▶ Provided data:
=====

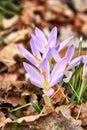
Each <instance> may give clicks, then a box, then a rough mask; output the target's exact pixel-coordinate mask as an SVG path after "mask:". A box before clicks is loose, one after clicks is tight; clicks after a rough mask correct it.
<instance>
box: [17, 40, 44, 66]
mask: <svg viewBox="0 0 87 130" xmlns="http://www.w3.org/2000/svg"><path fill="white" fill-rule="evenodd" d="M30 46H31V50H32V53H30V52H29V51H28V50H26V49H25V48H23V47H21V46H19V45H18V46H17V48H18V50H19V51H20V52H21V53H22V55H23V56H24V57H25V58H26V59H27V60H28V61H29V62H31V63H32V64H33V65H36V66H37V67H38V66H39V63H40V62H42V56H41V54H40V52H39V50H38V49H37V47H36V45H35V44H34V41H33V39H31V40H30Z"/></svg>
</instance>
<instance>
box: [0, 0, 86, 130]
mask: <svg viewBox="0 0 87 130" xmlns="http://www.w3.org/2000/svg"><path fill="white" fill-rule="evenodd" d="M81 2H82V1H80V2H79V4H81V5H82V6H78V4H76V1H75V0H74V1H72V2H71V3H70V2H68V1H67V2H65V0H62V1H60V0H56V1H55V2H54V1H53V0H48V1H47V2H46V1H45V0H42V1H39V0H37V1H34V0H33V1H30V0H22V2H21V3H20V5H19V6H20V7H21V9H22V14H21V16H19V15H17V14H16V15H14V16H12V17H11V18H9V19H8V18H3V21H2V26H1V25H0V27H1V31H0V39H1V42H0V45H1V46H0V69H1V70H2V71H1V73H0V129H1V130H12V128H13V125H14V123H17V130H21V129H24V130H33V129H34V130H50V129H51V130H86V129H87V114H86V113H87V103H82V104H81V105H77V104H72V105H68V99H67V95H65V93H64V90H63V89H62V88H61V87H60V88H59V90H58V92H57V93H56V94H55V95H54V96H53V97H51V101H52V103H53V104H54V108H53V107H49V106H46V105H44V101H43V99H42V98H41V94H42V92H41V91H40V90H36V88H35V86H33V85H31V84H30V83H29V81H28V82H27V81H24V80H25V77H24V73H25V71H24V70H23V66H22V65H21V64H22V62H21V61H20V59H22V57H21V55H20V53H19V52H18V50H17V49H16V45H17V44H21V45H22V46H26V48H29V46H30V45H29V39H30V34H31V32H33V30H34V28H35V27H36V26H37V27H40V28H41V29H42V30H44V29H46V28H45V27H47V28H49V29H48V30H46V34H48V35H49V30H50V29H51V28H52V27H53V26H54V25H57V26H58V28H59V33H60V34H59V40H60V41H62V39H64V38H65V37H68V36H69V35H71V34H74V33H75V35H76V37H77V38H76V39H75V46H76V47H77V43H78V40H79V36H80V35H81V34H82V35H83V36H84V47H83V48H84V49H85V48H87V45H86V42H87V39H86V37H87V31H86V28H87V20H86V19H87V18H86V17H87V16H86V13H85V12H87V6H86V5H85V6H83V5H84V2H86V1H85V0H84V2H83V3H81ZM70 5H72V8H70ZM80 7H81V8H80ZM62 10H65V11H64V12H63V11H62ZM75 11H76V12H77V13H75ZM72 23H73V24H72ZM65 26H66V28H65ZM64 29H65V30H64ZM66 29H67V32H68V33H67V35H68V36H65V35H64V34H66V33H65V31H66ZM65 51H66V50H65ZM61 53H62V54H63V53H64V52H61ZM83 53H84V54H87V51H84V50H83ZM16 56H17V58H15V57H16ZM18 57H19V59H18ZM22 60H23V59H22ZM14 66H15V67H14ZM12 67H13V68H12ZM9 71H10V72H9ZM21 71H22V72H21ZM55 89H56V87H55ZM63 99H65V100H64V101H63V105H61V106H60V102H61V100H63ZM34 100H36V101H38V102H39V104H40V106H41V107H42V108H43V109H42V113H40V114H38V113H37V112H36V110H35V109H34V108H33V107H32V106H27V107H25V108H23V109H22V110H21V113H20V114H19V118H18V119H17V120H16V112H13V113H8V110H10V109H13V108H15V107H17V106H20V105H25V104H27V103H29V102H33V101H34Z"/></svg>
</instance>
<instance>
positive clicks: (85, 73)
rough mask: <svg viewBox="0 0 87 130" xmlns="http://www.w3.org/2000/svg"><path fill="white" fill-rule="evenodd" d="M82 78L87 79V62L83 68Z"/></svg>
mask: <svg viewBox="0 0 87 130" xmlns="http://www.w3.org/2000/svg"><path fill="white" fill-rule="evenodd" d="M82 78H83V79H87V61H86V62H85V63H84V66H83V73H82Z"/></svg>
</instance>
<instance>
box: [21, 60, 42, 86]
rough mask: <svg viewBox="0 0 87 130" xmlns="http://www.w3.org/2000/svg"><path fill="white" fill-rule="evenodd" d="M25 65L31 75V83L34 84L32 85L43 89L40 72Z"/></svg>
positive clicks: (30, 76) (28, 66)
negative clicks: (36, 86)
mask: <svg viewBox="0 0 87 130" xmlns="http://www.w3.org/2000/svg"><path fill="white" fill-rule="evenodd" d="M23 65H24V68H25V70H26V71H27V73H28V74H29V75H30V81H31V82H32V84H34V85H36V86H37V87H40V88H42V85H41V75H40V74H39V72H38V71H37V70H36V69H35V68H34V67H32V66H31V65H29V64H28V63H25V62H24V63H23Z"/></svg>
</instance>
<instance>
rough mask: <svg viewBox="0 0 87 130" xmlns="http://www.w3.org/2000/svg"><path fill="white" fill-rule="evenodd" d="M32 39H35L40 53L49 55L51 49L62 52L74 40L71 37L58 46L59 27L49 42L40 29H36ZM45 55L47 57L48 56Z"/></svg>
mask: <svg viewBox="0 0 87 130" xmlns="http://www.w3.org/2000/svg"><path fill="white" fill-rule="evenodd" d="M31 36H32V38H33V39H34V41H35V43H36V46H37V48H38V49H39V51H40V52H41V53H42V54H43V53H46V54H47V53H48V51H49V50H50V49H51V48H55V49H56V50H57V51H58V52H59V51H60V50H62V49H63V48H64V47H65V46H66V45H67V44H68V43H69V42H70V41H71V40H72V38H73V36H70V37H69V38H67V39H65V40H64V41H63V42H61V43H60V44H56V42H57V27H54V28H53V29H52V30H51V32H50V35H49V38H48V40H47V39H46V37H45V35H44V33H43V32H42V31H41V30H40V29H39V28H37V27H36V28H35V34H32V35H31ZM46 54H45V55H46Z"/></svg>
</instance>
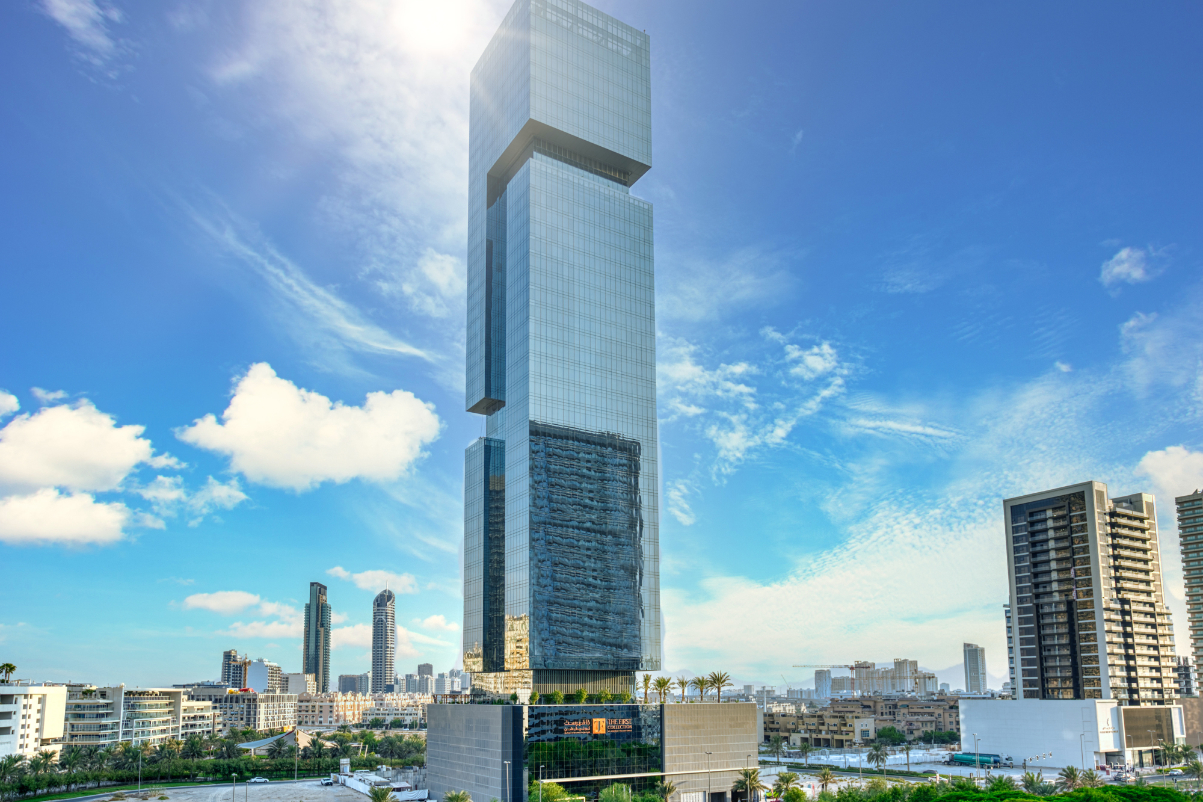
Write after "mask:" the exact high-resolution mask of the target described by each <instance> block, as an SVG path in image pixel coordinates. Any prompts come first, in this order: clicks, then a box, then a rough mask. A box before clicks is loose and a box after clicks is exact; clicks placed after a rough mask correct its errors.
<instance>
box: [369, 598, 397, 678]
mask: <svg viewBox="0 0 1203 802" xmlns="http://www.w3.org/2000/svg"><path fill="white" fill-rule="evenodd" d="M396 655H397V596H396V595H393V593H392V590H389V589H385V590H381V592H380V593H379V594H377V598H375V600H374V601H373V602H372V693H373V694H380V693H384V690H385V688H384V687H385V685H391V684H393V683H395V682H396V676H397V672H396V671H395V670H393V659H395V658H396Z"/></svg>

=====

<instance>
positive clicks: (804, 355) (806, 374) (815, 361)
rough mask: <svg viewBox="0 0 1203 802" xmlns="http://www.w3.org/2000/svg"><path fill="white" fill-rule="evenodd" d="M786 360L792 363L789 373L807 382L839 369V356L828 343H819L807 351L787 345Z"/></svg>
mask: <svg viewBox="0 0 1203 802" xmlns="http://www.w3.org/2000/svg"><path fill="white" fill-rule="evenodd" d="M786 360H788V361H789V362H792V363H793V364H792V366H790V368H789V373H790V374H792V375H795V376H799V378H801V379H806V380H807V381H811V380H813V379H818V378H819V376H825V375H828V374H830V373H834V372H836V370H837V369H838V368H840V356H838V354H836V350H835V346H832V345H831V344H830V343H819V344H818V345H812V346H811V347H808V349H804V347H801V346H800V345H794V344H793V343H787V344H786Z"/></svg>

=====

▶ What is being asked: The answer must consist of every line from the records above that holds "positive".

▶ Your response:
positive clicks: (85, 73)
positive clicks: (30, 76) (28, 66)
positive clicks: (804, 355) (806, 374) (815, 361)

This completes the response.